*Stated task:*
Pull out each line in the items below that contains the word "pickup".

[Items excerpted from a collection]
───
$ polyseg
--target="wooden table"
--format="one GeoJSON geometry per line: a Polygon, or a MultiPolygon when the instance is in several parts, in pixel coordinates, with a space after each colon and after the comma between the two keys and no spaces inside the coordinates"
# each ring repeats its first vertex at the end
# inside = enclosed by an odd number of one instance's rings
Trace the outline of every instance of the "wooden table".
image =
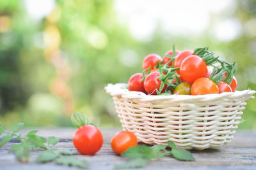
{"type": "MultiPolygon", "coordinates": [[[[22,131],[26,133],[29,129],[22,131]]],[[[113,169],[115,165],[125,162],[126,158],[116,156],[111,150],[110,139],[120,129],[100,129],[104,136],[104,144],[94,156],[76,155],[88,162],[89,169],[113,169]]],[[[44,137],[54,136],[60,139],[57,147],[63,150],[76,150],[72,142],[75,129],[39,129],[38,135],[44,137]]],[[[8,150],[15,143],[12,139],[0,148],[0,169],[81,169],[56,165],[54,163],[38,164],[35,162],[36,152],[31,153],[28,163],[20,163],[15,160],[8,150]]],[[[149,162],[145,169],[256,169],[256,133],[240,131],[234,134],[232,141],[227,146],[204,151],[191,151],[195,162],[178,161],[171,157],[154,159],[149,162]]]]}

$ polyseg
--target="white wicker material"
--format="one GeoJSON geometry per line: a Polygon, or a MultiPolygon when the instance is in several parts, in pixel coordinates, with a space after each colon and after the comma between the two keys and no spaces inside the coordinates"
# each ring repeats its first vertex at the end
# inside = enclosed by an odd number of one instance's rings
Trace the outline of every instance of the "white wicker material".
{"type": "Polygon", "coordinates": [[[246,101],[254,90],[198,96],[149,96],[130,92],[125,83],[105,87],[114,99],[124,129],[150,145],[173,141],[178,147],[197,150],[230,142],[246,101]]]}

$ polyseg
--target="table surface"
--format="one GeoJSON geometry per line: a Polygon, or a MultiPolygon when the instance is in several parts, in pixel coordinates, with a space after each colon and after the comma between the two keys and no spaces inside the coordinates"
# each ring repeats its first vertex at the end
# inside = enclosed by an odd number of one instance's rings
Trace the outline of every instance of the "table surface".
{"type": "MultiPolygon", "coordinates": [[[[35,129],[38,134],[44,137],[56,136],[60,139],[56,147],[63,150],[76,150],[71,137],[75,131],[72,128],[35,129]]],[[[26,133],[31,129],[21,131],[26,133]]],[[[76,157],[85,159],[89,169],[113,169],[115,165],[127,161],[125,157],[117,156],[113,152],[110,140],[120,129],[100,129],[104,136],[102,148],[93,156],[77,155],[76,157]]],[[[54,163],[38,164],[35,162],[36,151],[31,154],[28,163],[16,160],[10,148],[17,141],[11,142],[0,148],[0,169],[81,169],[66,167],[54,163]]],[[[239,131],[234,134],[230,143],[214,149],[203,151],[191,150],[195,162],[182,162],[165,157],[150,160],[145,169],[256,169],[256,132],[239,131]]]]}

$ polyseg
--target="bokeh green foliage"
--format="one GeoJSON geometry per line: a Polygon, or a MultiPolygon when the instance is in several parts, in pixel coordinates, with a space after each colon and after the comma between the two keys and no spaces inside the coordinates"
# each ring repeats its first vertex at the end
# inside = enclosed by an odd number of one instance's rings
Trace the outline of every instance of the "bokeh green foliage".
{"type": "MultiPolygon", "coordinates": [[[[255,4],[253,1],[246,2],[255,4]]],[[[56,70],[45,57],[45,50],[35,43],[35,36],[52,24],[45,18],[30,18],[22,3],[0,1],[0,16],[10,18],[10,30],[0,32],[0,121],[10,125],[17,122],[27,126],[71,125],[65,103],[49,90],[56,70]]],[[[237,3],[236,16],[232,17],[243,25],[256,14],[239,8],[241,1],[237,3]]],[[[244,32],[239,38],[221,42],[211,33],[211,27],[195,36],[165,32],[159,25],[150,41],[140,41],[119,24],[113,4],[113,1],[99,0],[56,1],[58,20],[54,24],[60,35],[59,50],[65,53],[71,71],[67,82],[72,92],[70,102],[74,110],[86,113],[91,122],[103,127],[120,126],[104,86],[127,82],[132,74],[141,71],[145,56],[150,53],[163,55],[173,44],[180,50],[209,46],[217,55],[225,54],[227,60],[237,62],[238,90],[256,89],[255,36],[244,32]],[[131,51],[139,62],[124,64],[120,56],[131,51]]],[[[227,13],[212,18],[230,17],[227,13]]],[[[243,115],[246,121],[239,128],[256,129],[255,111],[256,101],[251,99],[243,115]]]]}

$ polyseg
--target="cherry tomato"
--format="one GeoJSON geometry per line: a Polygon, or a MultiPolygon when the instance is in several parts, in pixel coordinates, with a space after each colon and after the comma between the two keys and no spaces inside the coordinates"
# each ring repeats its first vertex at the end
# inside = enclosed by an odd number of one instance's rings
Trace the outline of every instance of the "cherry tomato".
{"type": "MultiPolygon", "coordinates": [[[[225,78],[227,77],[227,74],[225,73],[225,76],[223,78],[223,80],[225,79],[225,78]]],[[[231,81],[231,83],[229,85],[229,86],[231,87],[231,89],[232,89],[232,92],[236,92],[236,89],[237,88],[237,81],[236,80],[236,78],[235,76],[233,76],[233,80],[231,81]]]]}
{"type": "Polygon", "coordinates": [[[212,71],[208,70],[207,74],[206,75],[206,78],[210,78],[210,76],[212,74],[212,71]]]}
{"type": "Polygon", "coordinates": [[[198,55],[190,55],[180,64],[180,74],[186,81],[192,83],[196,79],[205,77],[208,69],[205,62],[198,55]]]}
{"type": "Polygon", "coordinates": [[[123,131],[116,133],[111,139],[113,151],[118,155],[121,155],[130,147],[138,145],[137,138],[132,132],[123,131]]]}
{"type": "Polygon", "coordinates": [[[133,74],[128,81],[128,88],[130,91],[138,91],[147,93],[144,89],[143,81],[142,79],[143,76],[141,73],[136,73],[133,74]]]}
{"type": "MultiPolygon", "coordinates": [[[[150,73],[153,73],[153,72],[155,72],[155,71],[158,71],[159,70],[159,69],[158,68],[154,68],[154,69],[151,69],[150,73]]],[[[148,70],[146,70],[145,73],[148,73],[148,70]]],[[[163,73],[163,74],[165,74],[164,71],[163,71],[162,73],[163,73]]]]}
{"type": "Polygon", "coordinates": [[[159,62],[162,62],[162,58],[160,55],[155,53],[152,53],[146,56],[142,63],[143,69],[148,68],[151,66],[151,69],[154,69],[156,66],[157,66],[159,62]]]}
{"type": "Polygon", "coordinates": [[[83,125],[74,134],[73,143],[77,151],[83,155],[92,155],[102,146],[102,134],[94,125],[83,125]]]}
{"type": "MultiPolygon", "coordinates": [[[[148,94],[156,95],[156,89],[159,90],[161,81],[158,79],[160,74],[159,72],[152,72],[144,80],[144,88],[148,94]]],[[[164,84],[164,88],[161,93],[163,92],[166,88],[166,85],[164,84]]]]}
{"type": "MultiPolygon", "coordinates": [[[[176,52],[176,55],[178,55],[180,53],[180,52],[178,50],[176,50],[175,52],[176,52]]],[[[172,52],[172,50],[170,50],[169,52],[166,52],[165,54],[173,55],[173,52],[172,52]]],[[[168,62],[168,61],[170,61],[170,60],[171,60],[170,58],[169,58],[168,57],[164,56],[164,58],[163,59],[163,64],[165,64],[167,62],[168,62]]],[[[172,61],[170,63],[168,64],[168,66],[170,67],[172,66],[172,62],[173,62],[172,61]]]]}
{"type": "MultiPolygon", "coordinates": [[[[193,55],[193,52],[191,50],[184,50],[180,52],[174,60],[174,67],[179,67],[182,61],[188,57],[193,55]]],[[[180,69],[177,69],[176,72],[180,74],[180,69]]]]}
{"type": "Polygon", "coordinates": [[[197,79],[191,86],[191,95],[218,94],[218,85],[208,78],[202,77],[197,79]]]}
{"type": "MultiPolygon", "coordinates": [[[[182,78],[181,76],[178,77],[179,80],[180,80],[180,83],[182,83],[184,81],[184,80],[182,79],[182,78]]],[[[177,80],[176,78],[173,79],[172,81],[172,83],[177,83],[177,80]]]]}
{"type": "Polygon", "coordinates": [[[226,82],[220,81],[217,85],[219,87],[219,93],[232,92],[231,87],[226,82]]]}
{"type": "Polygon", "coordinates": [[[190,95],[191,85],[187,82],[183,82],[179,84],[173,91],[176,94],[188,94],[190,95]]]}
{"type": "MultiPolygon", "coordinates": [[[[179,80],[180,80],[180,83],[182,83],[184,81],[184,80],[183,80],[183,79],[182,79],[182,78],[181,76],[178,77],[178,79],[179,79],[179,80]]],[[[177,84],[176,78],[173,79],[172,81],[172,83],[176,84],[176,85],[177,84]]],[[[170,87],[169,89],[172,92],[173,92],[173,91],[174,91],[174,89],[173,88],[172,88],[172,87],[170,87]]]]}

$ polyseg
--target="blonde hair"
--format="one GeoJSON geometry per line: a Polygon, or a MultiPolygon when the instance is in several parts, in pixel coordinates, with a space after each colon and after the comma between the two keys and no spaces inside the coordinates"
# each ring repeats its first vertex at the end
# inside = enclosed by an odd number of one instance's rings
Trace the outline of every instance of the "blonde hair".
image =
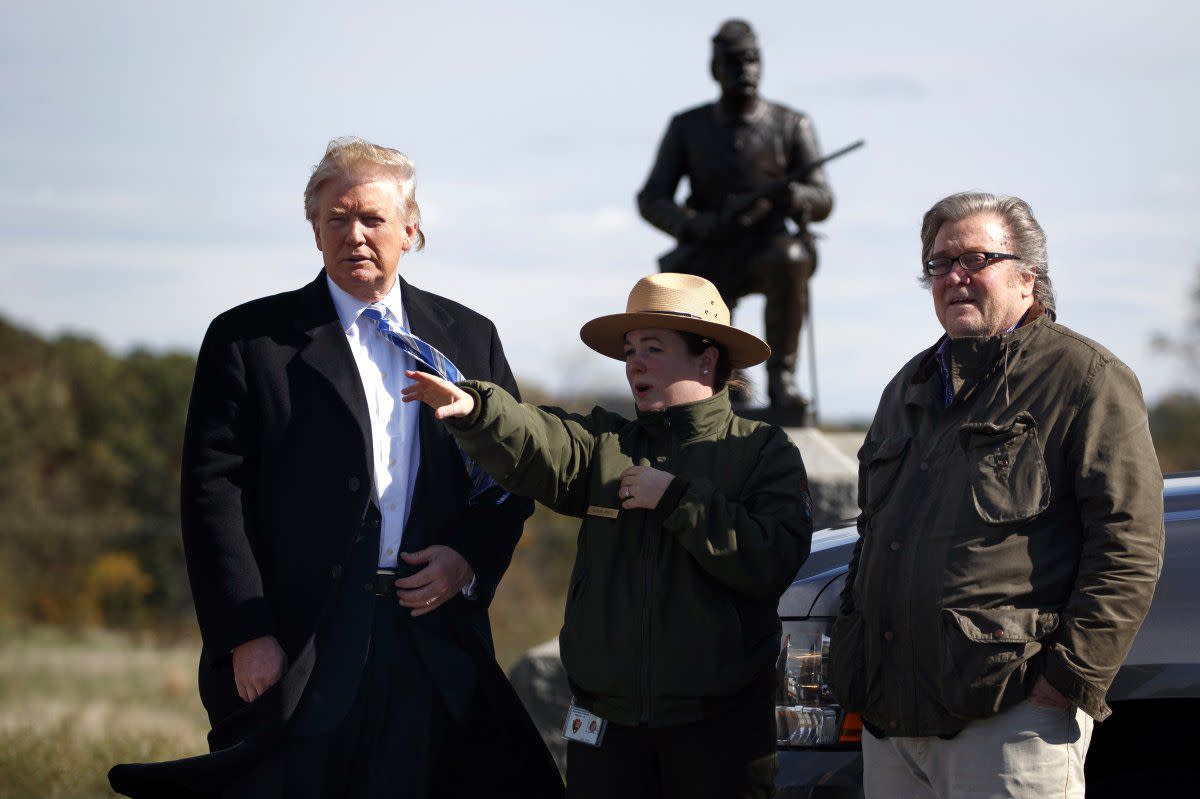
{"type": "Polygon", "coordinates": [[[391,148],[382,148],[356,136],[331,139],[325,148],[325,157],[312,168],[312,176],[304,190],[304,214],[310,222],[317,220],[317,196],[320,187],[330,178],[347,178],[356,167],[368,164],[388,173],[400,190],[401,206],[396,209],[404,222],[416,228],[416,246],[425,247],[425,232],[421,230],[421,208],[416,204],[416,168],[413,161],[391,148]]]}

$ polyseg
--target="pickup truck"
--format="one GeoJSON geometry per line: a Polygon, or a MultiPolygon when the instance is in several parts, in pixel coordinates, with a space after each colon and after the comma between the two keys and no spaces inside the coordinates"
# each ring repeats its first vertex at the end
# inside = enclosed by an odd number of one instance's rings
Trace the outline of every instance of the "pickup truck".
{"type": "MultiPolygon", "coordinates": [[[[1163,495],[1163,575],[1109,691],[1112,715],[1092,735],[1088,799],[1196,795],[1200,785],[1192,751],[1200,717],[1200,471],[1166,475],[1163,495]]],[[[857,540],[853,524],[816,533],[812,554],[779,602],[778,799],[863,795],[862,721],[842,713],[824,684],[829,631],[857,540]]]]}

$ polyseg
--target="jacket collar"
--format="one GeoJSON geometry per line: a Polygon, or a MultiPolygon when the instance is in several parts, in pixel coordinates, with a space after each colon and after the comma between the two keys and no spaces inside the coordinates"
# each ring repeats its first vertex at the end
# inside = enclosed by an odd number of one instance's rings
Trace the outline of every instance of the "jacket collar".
───
*Completed task:*
--target="pickup truck"
Trace the outline of every instance of the "pickup truck".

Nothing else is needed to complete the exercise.